Exercise details:
In the data beneath this task, how many lines contain "below"? Answer with the number only.

╔══

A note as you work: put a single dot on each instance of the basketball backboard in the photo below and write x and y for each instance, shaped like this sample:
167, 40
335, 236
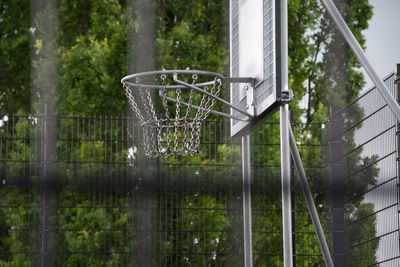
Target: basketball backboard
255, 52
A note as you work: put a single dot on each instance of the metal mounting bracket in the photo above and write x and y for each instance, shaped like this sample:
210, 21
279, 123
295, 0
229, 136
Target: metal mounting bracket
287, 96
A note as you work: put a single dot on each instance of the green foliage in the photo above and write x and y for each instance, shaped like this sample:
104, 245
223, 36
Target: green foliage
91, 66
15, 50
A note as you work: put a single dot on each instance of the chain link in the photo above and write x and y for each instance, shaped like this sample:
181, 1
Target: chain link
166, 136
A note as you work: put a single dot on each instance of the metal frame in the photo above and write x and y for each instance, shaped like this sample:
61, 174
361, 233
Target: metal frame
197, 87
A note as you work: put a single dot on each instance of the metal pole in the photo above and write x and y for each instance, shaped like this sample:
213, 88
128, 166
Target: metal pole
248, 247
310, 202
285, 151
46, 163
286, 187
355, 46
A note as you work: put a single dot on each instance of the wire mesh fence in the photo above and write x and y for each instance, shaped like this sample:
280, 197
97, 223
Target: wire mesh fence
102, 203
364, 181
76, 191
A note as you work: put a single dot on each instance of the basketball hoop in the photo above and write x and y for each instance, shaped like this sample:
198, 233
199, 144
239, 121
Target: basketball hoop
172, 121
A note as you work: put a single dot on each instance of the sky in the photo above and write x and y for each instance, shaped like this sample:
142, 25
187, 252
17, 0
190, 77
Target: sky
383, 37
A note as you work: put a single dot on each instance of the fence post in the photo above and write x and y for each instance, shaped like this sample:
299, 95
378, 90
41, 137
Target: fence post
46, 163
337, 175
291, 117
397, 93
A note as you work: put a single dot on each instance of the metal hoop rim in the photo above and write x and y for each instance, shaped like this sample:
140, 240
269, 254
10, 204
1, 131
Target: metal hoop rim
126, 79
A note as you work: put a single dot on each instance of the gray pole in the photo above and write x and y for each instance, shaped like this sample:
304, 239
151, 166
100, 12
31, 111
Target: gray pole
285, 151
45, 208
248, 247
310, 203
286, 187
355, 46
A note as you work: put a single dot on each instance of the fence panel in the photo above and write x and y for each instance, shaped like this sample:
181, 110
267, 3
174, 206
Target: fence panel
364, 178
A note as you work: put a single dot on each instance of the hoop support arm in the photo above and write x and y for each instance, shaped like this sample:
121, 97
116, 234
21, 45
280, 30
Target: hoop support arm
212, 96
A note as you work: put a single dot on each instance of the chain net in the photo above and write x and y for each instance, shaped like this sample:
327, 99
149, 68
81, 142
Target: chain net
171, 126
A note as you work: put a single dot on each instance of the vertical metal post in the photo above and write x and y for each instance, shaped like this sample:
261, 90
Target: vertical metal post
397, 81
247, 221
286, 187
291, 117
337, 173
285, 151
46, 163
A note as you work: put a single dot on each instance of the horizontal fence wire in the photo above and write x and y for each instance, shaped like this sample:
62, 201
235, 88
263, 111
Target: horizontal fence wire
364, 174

╚══
╔══

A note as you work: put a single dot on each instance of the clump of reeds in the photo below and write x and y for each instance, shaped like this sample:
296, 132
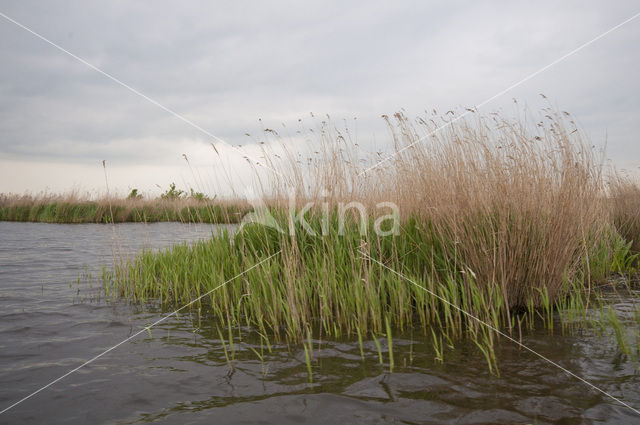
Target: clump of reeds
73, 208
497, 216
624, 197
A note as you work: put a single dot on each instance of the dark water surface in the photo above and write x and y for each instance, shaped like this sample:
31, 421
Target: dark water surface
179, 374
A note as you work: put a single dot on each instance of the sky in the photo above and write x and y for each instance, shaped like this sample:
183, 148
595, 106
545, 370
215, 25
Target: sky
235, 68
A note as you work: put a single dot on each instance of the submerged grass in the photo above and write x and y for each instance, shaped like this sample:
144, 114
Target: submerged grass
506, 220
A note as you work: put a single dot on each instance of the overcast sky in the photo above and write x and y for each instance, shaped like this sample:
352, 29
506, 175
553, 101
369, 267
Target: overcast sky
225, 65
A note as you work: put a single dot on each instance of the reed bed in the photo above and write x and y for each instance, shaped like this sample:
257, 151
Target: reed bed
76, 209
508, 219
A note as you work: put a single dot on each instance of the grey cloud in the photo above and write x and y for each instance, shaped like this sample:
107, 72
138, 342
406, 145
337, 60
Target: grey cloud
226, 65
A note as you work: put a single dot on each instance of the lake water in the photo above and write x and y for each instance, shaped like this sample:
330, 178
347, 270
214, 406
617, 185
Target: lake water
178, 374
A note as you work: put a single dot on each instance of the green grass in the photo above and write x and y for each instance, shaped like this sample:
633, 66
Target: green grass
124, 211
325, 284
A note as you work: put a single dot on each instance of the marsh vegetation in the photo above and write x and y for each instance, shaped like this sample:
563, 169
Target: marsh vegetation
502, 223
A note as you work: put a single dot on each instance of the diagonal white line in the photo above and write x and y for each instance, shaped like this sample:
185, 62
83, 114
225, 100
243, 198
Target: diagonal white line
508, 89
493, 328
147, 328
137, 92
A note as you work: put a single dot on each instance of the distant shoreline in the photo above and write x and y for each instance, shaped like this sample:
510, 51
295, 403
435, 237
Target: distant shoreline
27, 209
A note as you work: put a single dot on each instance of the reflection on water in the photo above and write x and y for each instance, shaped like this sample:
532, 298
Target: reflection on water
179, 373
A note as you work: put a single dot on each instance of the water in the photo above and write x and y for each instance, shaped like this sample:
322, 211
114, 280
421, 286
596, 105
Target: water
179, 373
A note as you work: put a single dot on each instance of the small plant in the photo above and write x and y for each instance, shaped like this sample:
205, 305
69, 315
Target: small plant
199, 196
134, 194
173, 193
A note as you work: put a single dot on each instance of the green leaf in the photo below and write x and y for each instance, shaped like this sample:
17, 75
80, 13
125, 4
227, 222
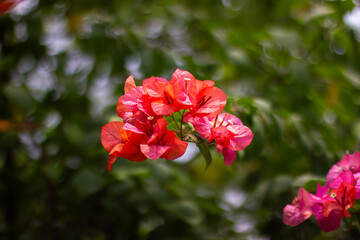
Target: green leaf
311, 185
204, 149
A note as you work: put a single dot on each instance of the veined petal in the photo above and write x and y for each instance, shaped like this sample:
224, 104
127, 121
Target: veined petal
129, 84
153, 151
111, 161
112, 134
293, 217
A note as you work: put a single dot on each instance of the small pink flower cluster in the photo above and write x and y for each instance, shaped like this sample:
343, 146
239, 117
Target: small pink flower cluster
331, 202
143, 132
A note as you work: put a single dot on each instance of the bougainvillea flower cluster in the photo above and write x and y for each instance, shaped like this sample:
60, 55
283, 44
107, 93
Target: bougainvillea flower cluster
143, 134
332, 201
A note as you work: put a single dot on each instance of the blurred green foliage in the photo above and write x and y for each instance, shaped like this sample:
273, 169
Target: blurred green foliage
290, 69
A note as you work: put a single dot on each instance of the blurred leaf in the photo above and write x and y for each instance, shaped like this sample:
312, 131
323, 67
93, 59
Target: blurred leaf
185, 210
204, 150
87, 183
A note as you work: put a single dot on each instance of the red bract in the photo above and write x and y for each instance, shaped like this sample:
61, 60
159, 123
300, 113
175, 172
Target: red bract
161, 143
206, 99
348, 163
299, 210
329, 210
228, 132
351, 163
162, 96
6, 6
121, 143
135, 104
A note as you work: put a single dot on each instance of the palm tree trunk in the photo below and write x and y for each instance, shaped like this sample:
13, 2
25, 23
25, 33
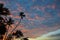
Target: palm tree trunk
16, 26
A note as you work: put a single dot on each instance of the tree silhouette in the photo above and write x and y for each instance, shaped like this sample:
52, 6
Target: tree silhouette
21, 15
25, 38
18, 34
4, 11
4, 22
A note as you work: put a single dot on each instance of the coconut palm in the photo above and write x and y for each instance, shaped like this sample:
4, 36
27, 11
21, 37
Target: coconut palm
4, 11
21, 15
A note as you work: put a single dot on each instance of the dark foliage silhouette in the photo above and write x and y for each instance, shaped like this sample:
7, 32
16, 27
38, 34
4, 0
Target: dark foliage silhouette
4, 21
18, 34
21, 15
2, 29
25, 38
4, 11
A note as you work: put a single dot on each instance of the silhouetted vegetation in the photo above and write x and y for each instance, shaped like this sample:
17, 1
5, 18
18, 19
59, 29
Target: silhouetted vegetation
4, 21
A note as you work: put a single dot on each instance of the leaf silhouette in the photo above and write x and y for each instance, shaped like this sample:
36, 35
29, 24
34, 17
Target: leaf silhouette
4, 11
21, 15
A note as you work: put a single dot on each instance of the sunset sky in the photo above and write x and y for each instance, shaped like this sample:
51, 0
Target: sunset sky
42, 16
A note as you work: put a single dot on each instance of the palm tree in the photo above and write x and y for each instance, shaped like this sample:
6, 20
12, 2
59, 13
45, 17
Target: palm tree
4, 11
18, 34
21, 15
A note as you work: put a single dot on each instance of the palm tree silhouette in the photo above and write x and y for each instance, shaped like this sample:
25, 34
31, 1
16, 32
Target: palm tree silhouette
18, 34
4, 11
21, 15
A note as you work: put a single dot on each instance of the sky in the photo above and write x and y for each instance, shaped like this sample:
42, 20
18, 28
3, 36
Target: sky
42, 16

╚══
╔══

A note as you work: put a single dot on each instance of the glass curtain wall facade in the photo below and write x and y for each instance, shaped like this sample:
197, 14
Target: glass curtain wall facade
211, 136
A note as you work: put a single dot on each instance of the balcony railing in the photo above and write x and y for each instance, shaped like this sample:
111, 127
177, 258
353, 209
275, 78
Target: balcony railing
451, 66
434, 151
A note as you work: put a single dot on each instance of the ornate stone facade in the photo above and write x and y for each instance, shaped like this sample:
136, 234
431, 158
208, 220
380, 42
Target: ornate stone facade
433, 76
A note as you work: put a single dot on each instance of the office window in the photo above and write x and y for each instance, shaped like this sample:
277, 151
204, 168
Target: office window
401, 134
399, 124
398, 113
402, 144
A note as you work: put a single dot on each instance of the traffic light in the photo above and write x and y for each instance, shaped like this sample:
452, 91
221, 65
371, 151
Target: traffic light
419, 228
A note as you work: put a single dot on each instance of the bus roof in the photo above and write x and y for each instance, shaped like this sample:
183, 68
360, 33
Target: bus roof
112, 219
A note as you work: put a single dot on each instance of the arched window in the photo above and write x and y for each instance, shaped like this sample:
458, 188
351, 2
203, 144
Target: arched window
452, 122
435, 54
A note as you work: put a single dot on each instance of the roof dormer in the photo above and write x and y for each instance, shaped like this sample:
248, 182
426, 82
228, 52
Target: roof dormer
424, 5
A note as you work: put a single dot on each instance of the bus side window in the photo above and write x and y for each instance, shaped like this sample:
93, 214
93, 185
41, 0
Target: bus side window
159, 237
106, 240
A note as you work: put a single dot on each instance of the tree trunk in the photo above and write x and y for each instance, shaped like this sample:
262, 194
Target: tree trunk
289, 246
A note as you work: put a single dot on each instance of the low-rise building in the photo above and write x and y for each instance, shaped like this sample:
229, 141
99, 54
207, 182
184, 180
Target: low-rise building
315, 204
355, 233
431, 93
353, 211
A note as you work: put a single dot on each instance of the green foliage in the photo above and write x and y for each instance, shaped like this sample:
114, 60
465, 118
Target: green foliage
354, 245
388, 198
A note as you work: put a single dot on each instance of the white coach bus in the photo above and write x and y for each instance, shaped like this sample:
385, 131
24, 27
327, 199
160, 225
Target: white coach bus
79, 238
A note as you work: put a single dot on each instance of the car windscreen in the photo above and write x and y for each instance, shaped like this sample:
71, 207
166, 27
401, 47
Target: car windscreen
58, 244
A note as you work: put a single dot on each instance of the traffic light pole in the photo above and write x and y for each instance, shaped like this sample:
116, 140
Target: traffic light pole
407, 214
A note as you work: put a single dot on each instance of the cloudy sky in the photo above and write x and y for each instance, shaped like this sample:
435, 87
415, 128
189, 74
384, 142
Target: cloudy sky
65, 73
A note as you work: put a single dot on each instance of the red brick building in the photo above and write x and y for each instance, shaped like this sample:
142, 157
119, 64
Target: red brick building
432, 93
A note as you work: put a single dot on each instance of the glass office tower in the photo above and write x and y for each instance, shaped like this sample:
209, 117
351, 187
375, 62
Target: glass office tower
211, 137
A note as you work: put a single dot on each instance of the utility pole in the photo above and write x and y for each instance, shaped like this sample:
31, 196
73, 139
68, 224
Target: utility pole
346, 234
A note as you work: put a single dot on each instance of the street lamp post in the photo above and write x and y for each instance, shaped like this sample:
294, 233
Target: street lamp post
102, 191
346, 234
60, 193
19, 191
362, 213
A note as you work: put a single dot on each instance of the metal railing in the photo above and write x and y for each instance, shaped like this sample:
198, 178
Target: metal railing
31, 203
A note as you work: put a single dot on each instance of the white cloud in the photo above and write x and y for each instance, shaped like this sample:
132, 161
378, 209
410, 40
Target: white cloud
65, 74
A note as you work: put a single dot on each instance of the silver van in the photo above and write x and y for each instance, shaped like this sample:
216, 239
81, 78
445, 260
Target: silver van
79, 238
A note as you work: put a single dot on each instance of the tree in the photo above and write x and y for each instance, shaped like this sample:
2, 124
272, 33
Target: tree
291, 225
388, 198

╚══

Output of the exercise:
5